### DOCUMENT SEGMENT

---*---

Many doctors would know of A J Cronin’s novel The citadel. Published in the 1930s, it was to become the first in a literary genre that has humanised doctors and demystified medicine. The book was quickly adapted for the big screen and was rated as one of the better films of the 1930s, picking up four Oscar nominations.
Many novels have followed its successful formula, such as Samuel Shem’s The house of God, which depicts the life of interns, capturing the poor working conditions, lack of sleep, isolation from friends and family, and exacting emotional toll. Interestingly, the reverse perspective is explored in Michael Crichton’s Five patients, which examines the hospital troubles and turmoil of five patients, as seen through the empathetic eyes of a junior doctor.
Many of us will recall television’s earliest forays into medical drama, with Ben Casey and the seminal BBC series Dr Finlay’s casebook, whose very human stories have since morphed into the demanding and enigmatic plots of shows such as House.
Indeed, the past 50 years have seen no less than 45 medical dramas produced for television audiences in the United States and Canada, such as Marcus Welby, M.D., General Hospital and ER; 22 medical dramas in the United Kingdom, such as Doctor Finlay and Doc Martin; and at least 11 in Australia and New Zealand, including A country practice, All Saints and the documentary drama RPA.
These programs have proven to be both compulsive viewing and consistent rating successes, attracting a loyal following and winning many awards. In concert, they have destroyed the somewhat distant and aloof image of doctors by portraying their practitioners as very fallible human beings.
Furthermore, they have served to increase the health literacy of our community. But what is their attraction?
The poet Philip Larkin wrote that: “Life is first boredom, then fear”. These medical dramas are anything but boring — and vicarious fear is eminently tolerable.

---*---

### WHAT YOU HAVE TO DO
Please copy the part of the piece on medical dramas that opens with the words "These programs have" and closes with "is their attraction?", substituting "medical knowledge" for "health literacy". The records have nothing to do with the text about medical dramas.

### DATA SHOWN
---*---

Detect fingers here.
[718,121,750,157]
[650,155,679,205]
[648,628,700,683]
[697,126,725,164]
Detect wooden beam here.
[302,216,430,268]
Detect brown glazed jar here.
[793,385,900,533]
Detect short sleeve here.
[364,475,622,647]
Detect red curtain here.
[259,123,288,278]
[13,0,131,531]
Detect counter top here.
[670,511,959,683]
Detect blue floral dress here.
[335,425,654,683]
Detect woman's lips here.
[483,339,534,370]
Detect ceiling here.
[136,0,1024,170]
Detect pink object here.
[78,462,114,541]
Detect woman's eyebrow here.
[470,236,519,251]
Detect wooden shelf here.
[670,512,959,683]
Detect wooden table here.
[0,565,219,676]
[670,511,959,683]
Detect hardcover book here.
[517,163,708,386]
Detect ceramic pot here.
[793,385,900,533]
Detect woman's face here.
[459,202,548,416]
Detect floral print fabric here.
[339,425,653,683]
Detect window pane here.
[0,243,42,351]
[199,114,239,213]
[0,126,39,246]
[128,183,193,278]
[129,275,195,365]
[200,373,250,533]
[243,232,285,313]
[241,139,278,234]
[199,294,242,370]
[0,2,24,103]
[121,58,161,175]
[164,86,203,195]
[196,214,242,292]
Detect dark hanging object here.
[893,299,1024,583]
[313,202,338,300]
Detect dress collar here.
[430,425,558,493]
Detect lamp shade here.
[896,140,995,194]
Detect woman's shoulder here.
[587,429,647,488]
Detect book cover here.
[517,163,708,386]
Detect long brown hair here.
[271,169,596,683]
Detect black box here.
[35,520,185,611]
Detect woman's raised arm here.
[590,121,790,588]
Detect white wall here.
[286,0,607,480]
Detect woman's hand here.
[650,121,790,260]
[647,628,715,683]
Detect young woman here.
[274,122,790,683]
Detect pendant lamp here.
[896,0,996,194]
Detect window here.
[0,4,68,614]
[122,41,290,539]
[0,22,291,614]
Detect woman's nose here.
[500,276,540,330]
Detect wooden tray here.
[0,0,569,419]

---*---

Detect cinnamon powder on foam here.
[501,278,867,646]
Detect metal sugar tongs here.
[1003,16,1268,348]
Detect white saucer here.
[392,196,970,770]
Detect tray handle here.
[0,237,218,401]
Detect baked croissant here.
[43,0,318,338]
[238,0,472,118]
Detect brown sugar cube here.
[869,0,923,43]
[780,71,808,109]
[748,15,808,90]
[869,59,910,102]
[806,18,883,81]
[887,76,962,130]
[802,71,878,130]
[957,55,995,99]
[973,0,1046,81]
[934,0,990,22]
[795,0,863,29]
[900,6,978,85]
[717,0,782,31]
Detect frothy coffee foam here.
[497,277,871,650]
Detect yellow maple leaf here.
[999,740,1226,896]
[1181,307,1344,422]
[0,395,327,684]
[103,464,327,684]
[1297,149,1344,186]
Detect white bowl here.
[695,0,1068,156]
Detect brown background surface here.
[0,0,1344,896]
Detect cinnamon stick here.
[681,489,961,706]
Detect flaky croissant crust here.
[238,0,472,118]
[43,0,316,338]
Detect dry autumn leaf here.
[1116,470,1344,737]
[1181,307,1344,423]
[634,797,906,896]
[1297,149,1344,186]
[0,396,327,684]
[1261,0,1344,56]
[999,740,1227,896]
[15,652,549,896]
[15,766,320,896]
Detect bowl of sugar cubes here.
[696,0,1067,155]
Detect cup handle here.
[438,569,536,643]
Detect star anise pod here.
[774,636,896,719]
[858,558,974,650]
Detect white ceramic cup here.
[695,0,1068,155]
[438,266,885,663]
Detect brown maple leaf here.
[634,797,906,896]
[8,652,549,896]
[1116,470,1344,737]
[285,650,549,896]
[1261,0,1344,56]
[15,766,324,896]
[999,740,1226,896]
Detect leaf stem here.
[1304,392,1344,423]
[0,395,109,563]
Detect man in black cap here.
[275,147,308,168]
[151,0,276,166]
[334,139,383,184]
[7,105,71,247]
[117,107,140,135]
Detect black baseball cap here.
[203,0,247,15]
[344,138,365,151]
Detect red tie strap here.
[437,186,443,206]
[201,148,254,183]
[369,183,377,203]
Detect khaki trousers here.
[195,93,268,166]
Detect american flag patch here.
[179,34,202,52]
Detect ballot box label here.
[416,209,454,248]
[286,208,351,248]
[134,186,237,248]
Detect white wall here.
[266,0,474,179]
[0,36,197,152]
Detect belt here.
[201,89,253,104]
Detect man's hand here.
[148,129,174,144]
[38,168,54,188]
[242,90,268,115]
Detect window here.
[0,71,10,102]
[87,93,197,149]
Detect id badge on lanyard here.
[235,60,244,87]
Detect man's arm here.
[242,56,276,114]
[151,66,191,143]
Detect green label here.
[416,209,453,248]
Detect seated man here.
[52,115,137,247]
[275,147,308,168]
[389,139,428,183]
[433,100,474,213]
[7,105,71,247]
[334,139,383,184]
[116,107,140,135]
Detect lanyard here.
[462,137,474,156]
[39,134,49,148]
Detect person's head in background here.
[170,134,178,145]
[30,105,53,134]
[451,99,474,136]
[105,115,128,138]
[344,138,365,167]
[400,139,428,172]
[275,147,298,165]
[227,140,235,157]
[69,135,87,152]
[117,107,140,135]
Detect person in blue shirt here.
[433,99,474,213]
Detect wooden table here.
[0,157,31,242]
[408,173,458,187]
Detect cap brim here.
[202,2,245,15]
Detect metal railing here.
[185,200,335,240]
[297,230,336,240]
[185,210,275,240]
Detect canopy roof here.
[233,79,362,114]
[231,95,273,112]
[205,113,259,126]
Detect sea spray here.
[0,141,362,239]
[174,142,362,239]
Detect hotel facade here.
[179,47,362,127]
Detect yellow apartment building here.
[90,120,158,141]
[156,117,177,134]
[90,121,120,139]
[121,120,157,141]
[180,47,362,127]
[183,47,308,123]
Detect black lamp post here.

---*---

### THE COMPLETED TASK
These programs have proven to be both compulsive viewing and consistent rating successes, attracting a loyal following and winning many awards. In concert, they have destroyed the somewhat distant and aloof image of doctors by portraying their practitioners as very fallible human beings.
Furthermore, they have served to increase the medical knowledge of our community. But what is their attraction?